[Start of Attachment]

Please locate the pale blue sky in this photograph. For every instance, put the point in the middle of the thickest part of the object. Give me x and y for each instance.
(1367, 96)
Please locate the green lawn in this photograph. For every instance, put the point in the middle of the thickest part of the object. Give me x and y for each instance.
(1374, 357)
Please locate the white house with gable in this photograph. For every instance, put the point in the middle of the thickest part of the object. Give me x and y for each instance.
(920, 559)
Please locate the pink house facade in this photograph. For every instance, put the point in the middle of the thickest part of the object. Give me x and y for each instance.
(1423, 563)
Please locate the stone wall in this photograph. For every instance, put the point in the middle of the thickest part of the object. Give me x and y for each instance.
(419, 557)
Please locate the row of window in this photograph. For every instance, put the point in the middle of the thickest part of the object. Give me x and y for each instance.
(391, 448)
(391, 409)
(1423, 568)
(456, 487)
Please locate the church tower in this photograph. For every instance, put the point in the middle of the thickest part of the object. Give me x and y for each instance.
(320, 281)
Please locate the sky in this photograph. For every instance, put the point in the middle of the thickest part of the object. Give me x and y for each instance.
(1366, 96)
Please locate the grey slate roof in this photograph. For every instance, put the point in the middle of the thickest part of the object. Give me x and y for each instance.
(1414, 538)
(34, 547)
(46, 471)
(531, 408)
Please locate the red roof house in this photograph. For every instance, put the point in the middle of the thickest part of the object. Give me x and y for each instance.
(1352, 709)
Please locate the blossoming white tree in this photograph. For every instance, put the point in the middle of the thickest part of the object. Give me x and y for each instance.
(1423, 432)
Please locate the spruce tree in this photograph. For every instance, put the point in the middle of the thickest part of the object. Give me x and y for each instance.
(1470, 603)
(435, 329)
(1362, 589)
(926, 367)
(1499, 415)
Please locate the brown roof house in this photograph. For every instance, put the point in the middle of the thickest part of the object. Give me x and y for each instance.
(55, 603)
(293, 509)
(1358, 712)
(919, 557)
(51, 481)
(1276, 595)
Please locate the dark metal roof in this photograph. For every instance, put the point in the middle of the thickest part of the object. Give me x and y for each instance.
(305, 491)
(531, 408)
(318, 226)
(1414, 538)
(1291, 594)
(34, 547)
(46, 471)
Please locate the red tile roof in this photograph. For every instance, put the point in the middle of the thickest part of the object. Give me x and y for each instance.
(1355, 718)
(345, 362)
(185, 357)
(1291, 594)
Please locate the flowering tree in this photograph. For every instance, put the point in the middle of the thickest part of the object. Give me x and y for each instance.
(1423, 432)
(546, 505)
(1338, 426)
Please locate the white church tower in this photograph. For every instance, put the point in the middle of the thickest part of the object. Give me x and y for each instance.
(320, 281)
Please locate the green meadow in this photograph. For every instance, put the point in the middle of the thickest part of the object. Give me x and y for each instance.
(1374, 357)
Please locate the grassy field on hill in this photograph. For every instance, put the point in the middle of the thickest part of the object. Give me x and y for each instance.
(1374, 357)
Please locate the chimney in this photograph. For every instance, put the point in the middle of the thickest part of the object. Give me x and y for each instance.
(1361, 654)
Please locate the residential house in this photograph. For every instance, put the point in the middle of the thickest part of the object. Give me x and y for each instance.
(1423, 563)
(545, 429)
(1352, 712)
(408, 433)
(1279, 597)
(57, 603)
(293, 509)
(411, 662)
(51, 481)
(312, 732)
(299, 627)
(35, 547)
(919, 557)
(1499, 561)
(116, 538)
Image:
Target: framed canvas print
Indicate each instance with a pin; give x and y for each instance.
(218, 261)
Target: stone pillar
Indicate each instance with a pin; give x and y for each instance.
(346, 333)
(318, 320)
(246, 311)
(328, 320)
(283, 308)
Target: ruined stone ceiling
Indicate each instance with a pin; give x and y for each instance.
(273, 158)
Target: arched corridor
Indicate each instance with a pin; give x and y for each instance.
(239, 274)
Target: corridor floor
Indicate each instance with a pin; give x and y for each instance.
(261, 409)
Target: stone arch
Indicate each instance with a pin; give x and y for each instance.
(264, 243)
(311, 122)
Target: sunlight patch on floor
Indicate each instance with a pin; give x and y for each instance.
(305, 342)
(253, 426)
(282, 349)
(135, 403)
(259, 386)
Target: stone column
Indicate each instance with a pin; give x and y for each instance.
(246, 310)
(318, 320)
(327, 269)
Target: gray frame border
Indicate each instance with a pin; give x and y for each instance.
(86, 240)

[End of Attachment]

WHAT TO DO:
From the first line to the last, copy every record exactly.

WRITTEN RESPONSE:
Please locate the pale blue sky in this photograph. For every instance, put the point in the middle of the thickest part of the object. Give me x and y for each instance.
(1367, 96)
Please locate the green lawn in this photograph. For every instance, put the point in the middle of the thickest part of the object. Give me x and y for each instance.
(1374, 357)
Please locate the white house with gable in this photograph. For every instance, put the point in the middle of the thickest part of the object. Give me x and y for each instance.
(920, 559)
Please locate the pink house facade in this photograph. For every instance, put the point in the middle of the thickest part of the object. Give me x and y for each instance.
(1423, 563)
Please locate the stone wall in this photograph. For every instance, put the point in the middle of the thickest part of the object. Give me x and y for each instance.
(419, 557)
Please locate the row of window in this photograph. For every instance, put the point in the middle of the thickest part of the object. Give me x and y for each instance.
(391, 448)
(391, 409)
(1423, 568)
(456, 487)
Please locate the church tower in this photograph. For every instance, put the point in the middle of the thickest part of the object. Give me x and y for each instance.
(320, 281)
Please locate the sky in this photograph. For every instance, put the point in the middle of the thickest part of the object. Give me x and y for each instance.
(1366, 96)
Please locate the grey slate roof in this photograph. For every instance, put the point in the middle of the thickest part of the object. Give me x and y for each instance.
(1414, 538)
(34, 547)
(46, 471)
(531, 408)
Please locate the red roof house in this photograph. For every instance, put the point in the middle of the thickest part of the object. Give me x and y for each instance.
(1352, 709)
Please locate the blossoming white tree in this photograph. For every instance, put the point in the middle of the thickest part of the object. Give me x and y for each instance.
(1423, 432)
Please locate the spruce tree in this photograph. For every instance, put the point in the middle of the thickest part of the object. Give me x and y for each instance.
(1470, 603)
(435, 329)
(1362, 589)
(926, 367)
(1499, 415)
Please locate the brown roof house in this photograph. For every instance, put the point in the middle of the thickest part of the object. Give me x and y for each instance.
(55, 603)
(293, 509)
(1358, 712)
(919, 557)
(51, 481)
(1276, 595)
Please locate the dark metal roof in this photograph. For every instance, put the point in the middle of the thickest part of the object. Give me x and y for each instance.
(305, 491)
(531, 408)
(318, 226)
(1414, 538)
(1291, 594)
(34, 547)
(46, 471)
Please locate the red tile roof in this photograph. For every instance, put the point in the middle of the thickest part of the object. Give me x and y for each instance.
(1355, 718)
(345, 362)
(185, 357)
(1291, 594)
Please locate the flowering tree in this photograph. For every instance, put the point in the middle of the thickest part of the object. Give me x and y for each instance.
(1423, 432)
(546, 505)
(1338, 426)
Please locate the white church tower in this photograph. For every instance, put the point in the middle of the thickest part of the object. Give me x and y for each instance.
(320, 281)
Please locate the green meadow in this photograph. For every instance, put the point in the middle of the thickest part of the object. Give me x and y for each instance.
(1374, 357)
Please locate the grassy field on hill in this photograph. For every instance, put the point in the middle of the thickest part of the object. Give me x and y for each instance.
(1374, 357)
Please locate the chimney in this photograph. For every instance, put the point in the middle of the thickest part of the object. Give me x and y for each instance.
(1361, 654)
Please locate the residential house in this photograph. For every instance, put the point in the middle of the thickest part of the object. Give me x and y for each instance.
(1423, 563)
(545, 429)
(1352, 712)
(408, 433)
(1279, 597)
(57, 603)
(293, 509)
(411, 662)
(51, 481)
(312, 732)
(299, 627)
(35, 547)
(919, 557)
(1499, 561)
(116, 538)
Image:
Target: framed canvas print
Indicate each instance with a pin; give x and y for each instance.
(218, 261)
Target: stone pillar
Indicate each instance with a pin; give x and y for each instance.
(346, 333)
(318, 320)
(246, 311)
(328, 320)
(283, 308)
Target: ruined stone ceiling
Indicate each instance with a pin; give x and y for each instance.
(273, 158)
Target: arched corridor
Indicate each instance with a pin; give x and y for each instance.
(239, 274)
Target: corridor floor
Indicate each instance with a pin; give x and y for each instance.
(261, 409)
Target: stone arch
Indicate each instance with a pin; give x and y for each instance.
(264, 243)
(311, 122)
Target: sunlight patch on floor
Indicate each instance with a pin; give x and y for each instance.
(305, 342)
(253, 426)
(282, 349)
(135, 403)
(259, 386)
Target: stone column
Indicate each instance with a pin; give x and y for each instance.
(246, 310)
(318, 320)
(327, 269)
Target: gray frame border
Indicate each instance with a pin; give x and y for each instance.
(86, 240)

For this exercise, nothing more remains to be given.